▶ **Source excerpt**:

[start]

Thanks for expanding on PID control MCHammo. Feedback like this is really valuable for my build.  Keep it coming everyone.

I had some thinking time today. Had a quick browse of PID control on Wiki too after reading your reply. My observations (Not RIMS setup, just generally) of my previous PID controllers have been that they are slow to react to a changing process. So I was approaching this design with the intent of a fast response to change (ie: tap closed/opened a bit, grain bed compacted and reduced flow etc...). This may or may not be the correct approach but I guess I had to start somewhere and my solution seemed like a good idea at the time LOL.

IMHO using a single temperature sensor on the output and using accumulated data to guess when the temperature will reach the desired set point, then altering the power in a predictive manner would work really well in a process that doesn't change much, but with my ghetto gear, recipes that are never the same, and new bits of gear almost every time I brew...... nah!!! So I decided on the 2 sensors ($2 bucks each if you buy off ebay in a bag of 10), plus one more to monitor the mash temp.

The faster response of my solution will no doubt result in some over/under shoot and oscillation. As you also mentioned, I wanted to avoid the whole "creep up on the setpoint, just in case I overshoot" saga and decided I could live with a bit of overshoot provided the system responds fairly quickly and drops again.

[end]

▶ **Collected data**:
[start]

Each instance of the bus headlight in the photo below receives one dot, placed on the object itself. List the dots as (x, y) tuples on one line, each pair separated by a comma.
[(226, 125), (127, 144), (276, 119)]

[end]

▶ **Goal A**:
In the forum post on PID control, how much does each temperature sensor cost when bought on eBay in a bag of 10?
▶ **Goal B**:
Please extend the forum post on PID control, picking up right after its final sentence.

▶ **Right answer A**:
$2 each.

▶ **Right answer B**:
With all this thinking I have uncovered a bug in my existing algorithm that I suspect has contributed to my inaccuracies. I average the last 10 readings and use these values to calculate the gain, however this compares current values with current values. This is a mistake on my part. Let me explain further.......I assumed ( without applying the grey matter) that cause and effect would be almost instantaneous.


Step1. liquor passes HXinput temp probe 
Step2 liquor is heated over a period of x time guessing @ 40% of the time between in and out based on my RIMS tube
Step3 liquor passes HXouput temp probe

Now if I'm pumping maybe 4 LPM, and the RIMS tube has a volume of 1L (just guesswork to show the principal) then there is a delay between liquor in --> heat applied (~6sec) --->liquor out (~further 9 sec). I should be comparing my current HX output with 9sec old power data and 15sec old input data to get meaningful values. This would explain a few strange values I was seeing in the data too. Especially when the power needed to drop quickly. Not all of them LOL but some at least. The above figures are not measured or even correct. I've got a feeling that the actual lag will be smaller than these estimates. I need to go out and measure the RIMS tube and my flow rates to get a proper estimate. Doesn't need to be perfect but it may chip away at some of the imperfection.

I will fix this bug first and test it out before I alter the code further. When my headache goes away from all this mental effort anyway :lol:


----------



## MCHammo (31/7/13)

yeah, one limit of the PID controller is that it pretty much just operates on current values. You could, I suppose, create a predictor algorithm to feed into the PID control... but I wouldn't bother. If you're going to that much trouble, you're better off designing a proper discrete time controller to do the whole shebang.

Also, you will find that this system will probably be fairly slow to react anyway. There's a lot of thermal inertia involved when dealing with water, particularly that quantity. It will take a long time to show a reaction to your inputs. For this reason, I wouldn't have thought that you'd need to average out any readings. When you do that, you're effectively slowing down the speed at which you can take readings, by introducing a low pass filter (averaging algorithm). With all that thermal inertia and slowly changing values (within reason), I don't think there'd be any need for that.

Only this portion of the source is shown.